### What to produce
Tally the lines of the data that include the word "marker" and state the total, nothing else.

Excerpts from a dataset
==============================

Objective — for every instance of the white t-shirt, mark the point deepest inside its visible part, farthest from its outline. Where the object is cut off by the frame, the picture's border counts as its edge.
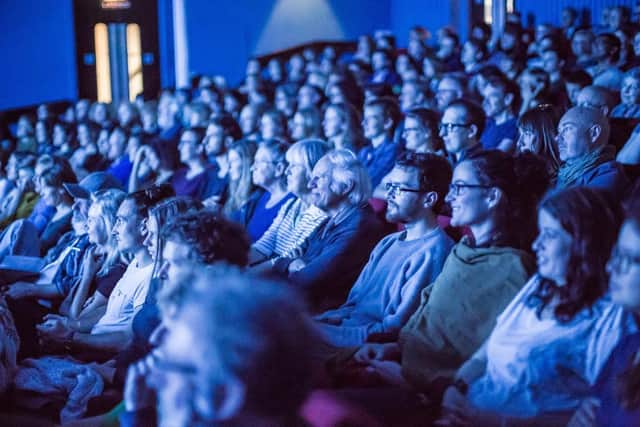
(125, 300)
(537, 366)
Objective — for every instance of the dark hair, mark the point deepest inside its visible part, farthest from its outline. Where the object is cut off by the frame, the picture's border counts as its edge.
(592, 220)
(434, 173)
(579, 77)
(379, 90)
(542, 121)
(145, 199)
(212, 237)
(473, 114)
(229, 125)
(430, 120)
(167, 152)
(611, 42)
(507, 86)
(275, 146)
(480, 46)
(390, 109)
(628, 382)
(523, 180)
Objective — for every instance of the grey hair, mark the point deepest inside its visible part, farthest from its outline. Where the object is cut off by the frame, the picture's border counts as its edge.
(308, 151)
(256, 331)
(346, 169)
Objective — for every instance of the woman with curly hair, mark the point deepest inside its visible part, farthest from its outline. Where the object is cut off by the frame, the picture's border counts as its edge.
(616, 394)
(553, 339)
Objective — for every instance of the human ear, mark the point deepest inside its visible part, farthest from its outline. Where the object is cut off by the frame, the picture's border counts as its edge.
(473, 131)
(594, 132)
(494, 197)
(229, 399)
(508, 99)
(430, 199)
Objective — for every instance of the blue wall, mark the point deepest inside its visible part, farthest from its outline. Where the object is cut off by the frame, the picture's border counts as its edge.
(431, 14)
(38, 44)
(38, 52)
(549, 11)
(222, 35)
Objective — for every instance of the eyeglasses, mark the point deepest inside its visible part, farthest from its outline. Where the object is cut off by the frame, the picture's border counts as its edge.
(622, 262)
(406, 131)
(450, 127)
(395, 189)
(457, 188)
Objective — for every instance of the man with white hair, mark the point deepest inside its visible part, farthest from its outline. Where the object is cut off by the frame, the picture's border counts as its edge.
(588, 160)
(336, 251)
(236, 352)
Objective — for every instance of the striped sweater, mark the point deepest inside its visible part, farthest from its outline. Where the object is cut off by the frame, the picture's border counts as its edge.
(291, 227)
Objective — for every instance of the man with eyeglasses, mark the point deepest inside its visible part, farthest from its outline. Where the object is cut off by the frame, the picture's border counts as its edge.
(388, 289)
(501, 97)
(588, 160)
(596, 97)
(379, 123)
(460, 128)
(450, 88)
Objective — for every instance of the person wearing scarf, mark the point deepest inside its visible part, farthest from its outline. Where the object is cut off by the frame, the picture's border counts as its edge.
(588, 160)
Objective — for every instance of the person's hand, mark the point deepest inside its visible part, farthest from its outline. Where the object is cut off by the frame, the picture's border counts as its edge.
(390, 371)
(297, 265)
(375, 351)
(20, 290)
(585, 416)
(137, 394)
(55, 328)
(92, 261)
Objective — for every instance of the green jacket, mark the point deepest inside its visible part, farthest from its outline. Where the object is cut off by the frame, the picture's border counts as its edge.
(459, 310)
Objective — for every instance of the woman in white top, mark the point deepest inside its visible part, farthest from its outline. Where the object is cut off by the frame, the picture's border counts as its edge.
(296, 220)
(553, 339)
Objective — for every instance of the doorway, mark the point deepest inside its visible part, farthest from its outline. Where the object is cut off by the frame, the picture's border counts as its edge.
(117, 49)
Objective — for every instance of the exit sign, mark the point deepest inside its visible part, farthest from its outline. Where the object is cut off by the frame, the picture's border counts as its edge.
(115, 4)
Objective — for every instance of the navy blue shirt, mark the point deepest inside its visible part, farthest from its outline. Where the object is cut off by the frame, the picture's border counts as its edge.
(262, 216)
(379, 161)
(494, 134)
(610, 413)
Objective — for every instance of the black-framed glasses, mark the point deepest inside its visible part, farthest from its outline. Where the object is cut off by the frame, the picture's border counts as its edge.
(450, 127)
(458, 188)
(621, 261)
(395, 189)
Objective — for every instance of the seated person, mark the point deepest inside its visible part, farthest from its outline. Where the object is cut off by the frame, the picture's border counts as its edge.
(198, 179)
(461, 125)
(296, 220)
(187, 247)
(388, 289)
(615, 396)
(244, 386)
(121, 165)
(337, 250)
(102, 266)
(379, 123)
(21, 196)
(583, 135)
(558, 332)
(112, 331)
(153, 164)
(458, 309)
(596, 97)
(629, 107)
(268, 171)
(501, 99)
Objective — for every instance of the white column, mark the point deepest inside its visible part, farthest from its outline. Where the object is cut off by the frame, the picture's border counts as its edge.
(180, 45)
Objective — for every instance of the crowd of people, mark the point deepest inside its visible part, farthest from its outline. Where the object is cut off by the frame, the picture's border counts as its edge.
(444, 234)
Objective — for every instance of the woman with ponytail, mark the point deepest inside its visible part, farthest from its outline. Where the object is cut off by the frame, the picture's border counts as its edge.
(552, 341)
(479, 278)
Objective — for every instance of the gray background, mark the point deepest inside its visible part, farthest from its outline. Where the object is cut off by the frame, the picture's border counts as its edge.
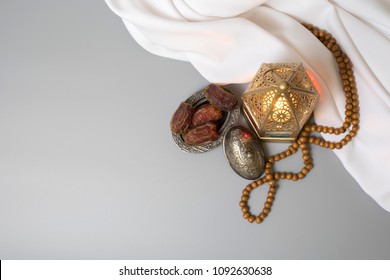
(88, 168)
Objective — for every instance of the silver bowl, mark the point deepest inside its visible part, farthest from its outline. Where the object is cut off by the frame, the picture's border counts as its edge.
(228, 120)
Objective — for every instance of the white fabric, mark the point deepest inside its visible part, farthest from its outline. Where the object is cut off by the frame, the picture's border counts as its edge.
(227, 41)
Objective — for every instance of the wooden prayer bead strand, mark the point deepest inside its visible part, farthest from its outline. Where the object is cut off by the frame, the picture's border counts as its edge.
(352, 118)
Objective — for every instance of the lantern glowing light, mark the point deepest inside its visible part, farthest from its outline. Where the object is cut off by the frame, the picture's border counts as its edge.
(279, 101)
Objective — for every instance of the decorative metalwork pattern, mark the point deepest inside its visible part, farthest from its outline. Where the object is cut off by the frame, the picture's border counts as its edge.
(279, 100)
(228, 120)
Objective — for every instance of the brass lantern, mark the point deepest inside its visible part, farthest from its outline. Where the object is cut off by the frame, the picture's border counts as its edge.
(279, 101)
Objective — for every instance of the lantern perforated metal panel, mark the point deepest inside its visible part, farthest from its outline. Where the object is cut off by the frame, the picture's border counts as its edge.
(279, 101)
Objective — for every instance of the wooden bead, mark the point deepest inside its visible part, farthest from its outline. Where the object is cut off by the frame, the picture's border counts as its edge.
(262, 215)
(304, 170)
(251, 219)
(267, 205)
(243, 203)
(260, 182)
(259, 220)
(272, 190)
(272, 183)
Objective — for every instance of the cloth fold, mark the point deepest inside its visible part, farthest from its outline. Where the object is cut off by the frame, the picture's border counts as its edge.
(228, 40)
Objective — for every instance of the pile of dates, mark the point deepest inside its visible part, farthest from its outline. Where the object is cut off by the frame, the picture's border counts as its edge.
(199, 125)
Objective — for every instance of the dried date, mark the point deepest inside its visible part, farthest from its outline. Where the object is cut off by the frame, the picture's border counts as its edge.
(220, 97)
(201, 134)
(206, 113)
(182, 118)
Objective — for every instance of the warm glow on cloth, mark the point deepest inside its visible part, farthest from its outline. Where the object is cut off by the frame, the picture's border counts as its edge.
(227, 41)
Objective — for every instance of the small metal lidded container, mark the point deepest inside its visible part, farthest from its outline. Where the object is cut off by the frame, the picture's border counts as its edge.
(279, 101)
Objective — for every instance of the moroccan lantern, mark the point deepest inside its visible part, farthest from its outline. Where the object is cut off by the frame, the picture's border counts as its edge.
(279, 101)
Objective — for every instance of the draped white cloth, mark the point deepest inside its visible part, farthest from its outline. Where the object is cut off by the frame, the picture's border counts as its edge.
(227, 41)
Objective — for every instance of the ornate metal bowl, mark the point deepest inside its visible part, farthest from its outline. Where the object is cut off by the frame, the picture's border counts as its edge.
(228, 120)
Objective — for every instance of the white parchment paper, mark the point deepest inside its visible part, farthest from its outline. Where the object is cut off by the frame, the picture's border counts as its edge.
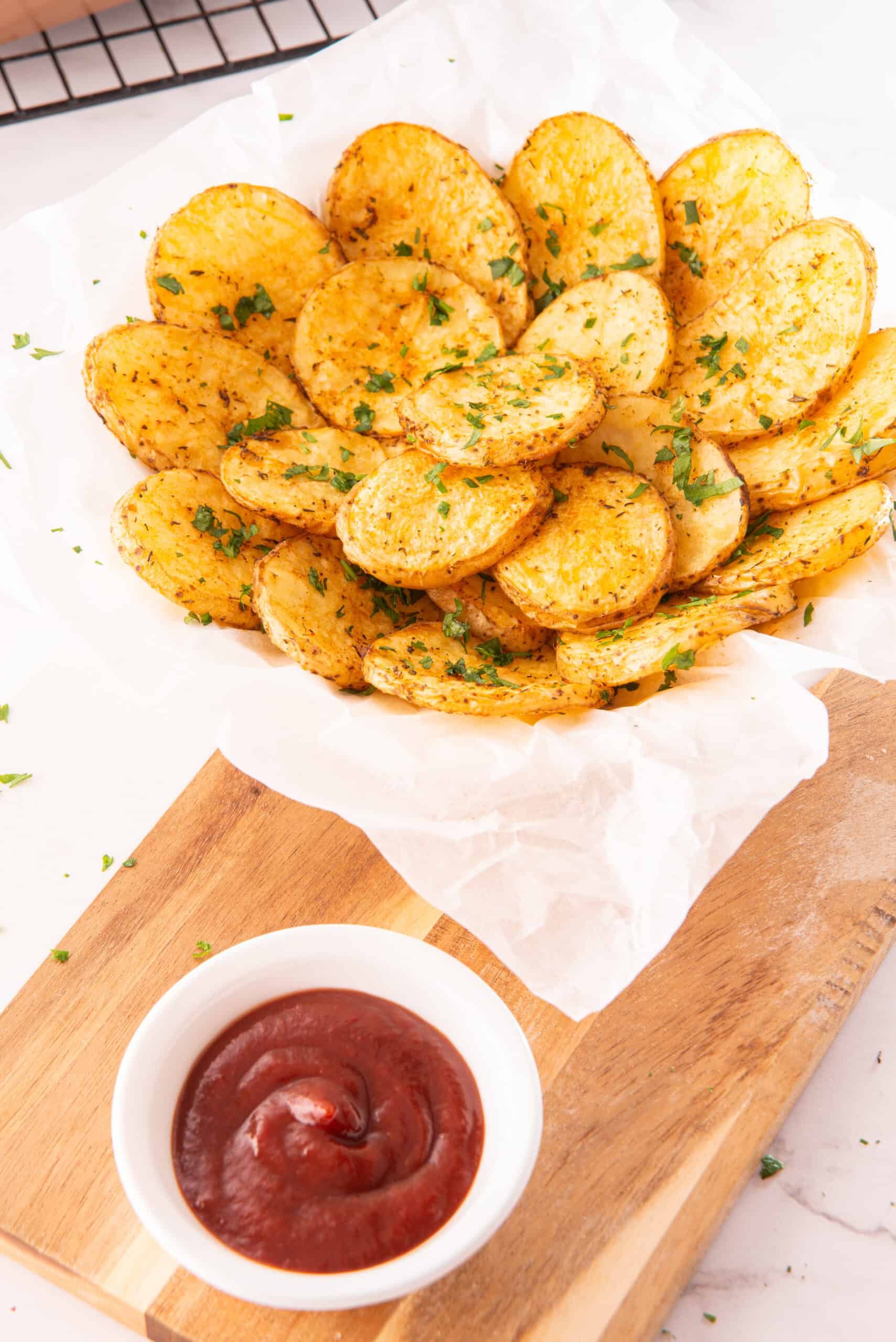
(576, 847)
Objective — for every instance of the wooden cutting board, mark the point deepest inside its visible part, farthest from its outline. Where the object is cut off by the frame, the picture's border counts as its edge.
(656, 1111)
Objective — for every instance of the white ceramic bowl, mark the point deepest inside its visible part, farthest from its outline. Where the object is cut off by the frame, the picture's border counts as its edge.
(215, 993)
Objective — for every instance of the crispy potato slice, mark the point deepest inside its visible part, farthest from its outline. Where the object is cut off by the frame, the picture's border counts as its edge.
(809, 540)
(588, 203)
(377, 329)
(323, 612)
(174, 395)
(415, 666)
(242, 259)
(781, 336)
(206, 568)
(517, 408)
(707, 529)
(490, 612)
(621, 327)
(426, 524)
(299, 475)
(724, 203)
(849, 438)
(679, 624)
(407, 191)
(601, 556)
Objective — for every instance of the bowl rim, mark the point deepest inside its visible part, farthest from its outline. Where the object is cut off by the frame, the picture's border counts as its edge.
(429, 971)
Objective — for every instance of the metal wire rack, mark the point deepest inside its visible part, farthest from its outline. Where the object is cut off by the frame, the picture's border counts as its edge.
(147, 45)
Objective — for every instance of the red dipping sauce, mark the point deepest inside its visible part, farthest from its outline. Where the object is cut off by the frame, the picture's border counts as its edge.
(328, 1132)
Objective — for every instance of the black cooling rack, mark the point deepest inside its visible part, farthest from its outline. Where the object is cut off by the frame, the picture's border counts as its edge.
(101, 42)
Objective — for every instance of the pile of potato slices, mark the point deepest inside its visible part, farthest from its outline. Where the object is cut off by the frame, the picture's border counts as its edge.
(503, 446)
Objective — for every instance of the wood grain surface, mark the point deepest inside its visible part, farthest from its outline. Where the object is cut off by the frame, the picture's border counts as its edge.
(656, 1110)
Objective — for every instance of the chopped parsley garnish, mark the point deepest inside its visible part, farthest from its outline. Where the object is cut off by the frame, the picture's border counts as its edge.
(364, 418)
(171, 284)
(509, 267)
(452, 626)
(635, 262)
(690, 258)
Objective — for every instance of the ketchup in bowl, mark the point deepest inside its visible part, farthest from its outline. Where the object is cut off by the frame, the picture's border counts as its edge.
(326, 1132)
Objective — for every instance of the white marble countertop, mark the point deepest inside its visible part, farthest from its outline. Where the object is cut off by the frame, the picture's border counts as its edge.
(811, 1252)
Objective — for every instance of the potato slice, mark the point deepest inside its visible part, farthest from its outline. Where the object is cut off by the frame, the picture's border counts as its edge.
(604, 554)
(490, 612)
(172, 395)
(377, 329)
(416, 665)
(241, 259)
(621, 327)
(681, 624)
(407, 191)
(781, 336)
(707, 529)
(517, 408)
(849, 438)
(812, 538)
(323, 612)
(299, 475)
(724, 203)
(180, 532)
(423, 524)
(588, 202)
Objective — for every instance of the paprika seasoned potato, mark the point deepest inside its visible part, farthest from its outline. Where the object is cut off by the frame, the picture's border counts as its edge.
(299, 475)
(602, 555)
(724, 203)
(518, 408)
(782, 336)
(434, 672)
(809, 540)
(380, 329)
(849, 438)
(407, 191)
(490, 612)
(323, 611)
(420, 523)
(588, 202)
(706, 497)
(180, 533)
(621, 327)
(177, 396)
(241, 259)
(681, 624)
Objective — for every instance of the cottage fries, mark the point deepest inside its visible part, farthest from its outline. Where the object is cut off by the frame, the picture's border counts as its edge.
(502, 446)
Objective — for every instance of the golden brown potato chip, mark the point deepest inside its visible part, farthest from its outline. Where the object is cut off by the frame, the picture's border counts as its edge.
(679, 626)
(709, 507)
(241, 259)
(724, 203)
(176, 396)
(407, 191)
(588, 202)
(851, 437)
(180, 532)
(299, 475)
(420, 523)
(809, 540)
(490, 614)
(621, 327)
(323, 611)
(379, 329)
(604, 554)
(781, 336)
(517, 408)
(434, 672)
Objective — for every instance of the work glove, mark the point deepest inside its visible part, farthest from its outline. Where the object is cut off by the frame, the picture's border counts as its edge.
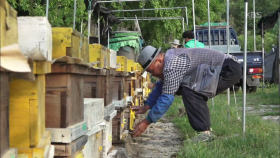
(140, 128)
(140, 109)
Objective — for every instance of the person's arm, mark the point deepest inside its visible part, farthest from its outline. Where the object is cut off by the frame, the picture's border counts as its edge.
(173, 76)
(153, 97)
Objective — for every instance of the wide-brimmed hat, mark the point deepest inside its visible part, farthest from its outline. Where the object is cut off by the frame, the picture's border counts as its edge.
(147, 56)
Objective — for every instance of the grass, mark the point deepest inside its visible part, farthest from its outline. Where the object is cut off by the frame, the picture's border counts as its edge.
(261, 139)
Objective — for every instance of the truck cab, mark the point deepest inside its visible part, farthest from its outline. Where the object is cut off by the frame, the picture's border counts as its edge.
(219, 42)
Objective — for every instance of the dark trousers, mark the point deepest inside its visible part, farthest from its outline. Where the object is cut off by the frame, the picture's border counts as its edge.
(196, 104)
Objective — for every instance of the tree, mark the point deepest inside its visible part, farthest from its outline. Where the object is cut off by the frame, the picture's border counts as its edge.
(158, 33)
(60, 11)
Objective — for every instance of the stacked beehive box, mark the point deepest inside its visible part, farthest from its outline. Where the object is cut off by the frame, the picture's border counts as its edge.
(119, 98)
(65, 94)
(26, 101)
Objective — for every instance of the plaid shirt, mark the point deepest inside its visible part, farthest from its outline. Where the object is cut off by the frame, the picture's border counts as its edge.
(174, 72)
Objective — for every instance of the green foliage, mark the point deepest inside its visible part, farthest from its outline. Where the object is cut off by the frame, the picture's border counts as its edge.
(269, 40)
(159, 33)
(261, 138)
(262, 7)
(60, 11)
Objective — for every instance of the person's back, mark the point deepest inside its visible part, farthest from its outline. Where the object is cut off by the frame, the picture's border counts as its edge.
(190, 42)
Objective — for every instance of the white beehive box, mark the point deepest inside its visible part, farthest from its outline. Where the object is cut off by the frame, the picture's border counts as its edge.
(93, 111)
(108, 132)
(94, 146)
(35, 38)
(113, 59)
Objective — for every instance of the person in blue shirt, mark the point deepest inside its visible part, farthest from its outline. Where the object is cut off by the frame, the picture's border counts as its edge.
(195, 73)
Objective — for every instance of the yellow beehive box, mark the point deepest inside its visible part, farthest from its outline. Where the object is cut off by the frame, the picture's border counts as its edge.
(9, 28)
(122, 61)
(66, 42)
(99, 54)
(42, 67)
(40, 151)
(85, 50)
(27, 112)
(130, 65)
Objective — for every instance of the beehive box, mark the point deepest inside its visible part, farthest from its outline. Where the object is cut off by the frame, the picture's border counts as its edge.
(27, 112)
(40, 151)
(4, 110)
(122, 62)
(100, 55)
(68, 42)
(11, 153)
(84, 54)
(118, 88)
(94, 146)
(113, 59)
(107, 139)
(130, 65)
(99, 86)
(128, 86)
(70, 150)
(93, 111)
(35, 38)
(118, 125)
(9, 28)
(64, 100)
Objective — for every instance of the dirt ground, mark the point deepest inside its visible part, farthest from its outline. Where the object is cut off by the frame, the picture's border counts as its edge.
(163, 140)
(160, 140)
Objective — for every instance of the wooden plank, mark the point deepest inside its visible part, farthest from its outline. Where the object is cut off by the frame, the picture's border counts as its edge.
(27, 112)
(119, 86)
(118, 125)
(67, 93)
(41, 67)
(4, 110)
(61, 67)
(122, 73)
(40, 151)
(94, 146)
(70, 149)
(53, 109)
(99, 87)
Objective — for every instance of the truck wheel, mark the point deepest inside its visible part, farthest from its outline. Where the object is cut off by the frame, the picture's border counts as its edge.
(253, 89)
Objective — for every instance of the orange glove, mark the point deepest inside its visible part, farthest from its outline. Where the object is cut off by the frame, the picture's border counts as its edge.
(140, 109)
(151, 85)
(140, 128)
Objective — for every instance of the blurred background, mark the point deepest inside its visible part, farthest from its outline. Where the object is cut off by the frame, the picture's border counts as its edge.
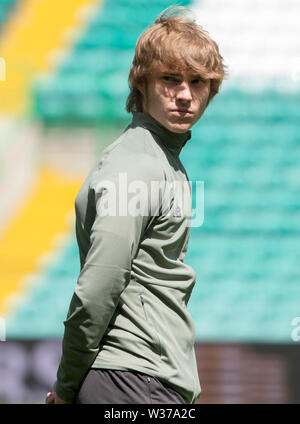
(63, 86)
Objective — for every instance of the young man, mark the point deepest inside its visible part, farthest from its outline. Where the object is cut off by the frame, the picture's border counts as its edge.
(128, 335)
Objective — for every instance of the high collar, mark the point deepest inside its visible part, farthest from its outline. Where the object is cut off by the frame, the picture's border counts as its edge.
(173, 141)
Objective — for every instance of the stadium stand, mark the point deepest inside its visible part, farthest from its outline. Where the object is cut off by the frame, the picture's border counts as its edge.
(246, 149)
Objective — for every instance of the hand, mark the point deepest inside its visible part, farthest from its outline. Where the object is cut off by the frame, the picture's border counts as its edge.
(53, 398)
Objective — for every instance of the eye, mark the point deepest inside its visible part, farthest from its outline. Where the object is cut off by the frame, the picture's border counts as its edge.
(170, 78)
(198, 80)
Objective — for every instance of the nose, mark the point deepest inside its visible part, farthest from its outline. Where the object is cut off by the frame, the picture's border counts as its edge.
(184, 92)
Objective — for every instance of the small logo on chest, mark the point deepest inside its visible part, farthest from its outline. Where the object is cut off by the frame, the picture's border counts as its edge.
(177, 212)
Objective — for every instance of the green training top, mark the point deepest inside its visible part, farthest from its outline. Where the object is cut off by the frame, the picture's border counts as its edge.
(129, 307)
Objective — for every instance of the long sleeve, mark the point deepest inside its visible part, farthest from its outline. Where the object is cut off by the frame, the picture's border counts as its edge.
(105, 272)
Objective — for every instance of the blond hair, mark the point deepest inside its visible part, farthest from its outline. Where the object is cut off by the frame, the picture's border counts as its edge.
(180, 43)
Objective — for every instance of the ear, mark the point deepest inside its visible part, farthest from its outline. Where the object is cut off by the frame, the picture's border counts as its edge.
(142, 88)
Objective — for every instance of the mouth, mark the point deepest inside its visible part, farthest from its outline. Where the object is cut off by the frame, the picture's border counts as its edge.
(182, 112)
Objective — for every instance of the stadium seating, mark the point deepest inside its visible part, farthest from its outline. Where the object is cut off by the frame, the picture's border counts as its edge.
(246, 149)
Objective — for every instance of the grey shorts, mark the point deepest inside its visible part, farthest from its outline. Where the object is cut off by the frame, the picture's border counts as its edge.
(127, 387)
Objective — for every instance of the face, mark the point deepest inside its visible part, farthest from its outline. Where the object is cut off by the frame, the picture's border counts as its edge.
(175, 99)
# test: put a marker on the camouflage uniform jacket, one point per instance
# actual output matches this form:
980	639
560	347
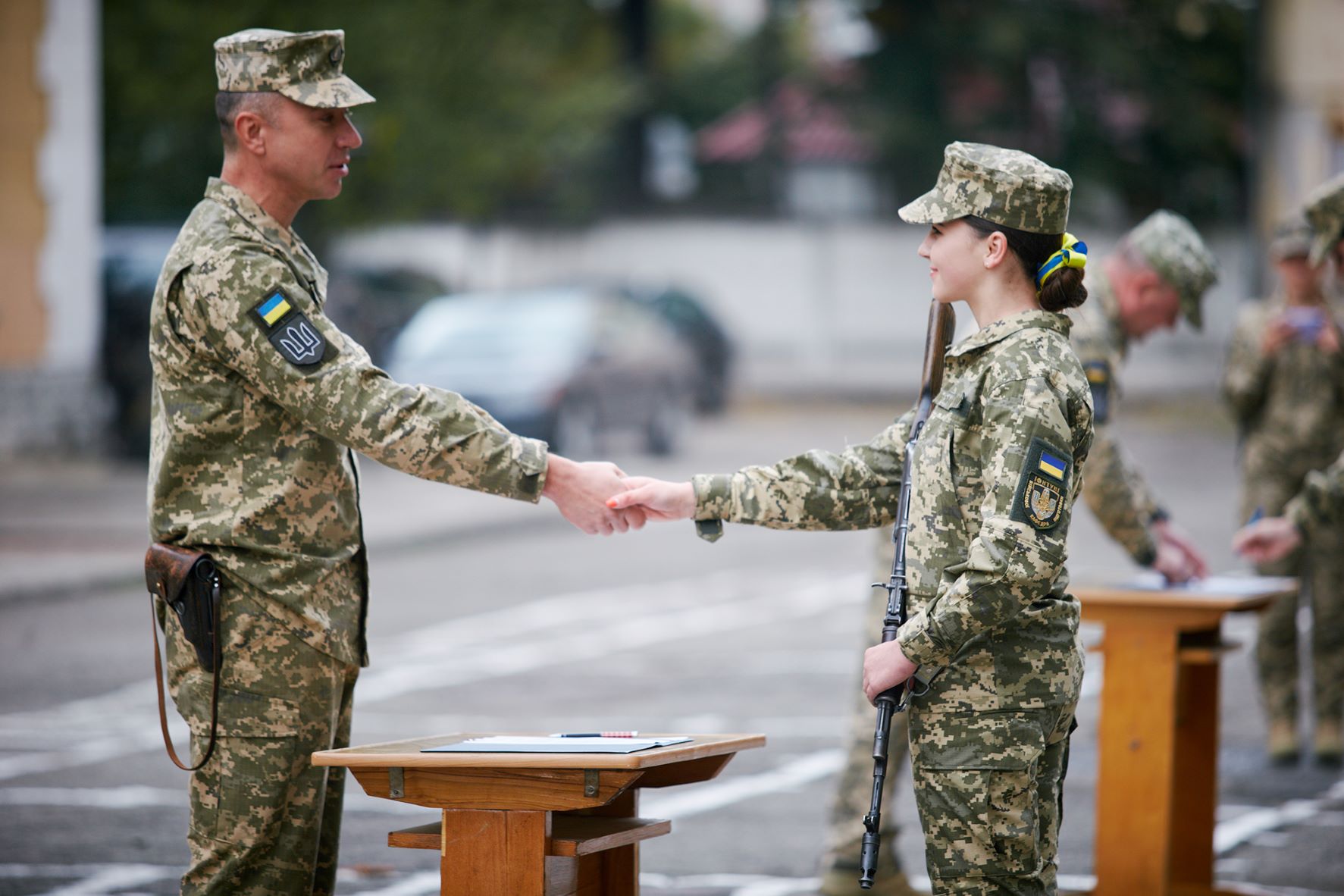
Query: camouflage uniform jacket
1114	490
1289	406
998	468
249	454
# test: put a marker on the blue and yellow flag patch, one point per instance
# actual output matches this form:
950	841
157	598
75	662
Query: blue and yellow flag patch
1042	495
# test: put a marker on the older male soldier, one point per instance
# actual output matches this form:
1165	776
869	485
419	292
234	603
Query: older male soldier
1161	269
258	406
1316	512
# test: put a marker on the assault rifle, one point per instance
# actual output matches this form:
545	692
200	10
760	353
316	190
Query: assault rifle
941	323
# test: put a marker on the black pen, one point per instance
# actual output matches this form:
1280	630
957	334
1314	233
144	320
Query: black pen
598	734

==============================

### Result of the task
5